# DIRECTIVE
Copy verbatim the lines of the listing below, starting at the line containing "the blurred stadium" and continuing through the last line of the listing.

[Records of labeled points]

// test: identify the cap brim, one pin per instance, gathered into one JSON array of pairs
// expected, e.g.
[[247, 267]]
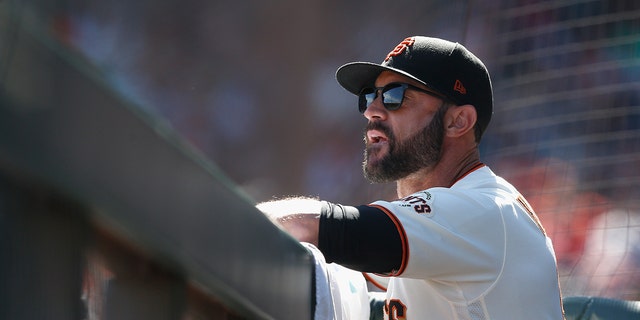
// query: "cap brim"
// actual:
[[355, 76]]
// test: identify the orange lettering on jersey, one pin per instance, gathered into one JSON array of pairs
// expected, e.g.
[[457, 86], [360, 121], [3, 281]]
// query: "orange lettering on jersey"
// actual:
[[395, 309], [399, 49], [459, 87]]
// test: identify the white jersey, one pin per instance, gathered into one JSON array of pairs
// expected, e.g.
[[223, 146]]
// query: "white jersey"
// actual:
[[472, 251]]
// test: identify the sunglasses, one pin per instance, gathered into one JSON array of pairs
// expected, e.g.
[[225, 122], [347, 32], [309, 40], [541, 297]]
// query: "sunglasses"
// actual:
[[392, 95]]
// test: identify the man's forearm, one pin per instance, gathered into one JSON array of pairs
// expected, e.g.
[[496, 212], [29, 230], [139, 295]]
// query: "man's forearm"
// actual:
[[297, 216]]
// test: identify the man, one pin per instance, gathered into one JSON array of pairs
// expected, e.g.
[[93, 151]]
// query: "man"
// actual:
[[460, 242]]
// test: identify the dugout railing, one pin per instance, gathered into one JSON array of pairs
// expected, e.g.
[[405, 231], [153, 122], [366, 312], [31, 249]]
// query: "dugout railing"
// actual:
[[105, 213]]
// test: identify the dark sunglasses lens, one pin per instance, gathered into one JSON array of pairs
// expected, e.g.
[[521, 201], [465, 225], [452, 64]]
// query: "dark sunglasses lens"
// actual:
[[366, 97], [392, 96]]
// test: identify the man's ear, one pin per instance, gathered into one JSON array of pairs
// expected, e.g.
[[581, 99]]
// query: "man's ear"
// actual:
[[462, 119]]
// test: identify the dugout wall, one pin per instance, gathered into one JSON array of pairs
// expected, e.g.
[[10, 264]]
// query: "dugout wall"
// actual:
[[106, 214]]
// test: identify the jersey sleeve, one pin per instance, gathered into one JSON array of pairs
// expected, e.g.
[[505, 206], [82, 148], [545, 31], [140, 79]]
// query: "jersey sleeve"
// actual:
[[449, 234]]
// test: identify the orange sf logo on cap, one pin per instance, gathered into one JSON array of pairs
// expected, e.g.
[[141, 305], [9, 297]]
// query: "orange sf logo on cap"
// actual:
[[399, 49]]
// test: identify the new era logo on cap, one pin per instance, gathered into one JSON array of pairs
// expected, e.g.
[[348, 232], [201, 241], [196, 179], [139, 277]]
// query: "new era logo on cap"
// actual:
[[446, 67]]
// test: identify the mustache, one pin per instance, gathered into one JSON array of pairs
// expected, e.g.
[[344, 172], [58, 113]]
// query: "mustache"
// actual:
[[376, 125]]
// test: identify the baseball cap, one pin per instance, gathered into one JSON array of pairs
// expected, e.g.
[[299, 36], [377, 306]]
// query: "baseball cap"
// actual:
[[443, 66]]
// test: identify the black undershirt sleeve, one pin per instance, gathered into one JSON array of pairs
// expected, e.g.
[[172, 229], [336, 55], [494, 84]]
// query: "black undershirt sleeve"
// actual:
[[362, 238]]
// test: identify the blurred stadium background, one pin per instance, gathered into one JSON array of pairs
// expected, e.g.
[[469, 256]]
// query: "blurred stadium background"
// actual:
[[250, 84]]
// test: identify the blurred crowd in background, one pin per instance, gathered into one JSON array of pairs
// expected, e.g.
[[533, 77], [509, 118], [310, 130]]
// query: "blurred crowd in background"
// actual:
[[250, 85]]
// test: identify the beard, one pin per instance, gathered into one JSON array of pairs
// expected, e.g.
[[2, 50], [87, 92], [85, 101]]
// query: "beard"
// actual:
[[405, 157]]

# TASK OUTPUT
// test: identify the blurred stadium background, one pin per instance, gathered into one JSON array of pairs
// expected, e.g.
[[469, 256]]
// query: "blurred stadium background"
// actual:
[[250, 84]]
// test: identify the blurred crowd in background, one pin per instance, gathered into one JSON array of pairs
// expected, e.g.
[[533, 77], [509, 118], [310, 130]]
// query: "blurred crowd in background"
// actual:
[[250, 85]]
// test: identify the beard, one pin per instance, gathered into one JSON array of pairs
// expected, e.g.
[[2, 50], [87, 92], [85, 101]]
// query: "beard"
// actual:
[[405, 157]]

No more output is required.